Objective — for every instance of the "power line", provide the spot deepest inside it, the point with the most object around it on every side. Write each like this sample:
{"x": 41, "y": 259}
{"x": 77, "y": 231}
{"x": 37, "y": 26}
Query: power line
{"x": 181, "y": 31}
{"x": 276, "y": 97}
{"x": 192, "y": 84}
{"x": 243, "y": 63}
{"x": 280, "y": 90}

════════

**WHAT THE TASK REQUIRES:** Rewrite the items, changing every "power line" to "electrical cable" and leaving everything else as it is.

**REPLY:**
Objective — for every instance of the "electrical cable", provide the spot deepest inside it, the point with the most object around it on every side. Write each like this sample:
{"x": 41, "y": 259}
{"x": 77, "y": 231}
{"x": 37, "y": 26}
Query: electrical cable
{"x": 181, "y": 31}
{"x": 276, "y": 97}
{"x": 192, "y": 84}
{"x": 243, "y": 63}
{"x": 280, "y": 90}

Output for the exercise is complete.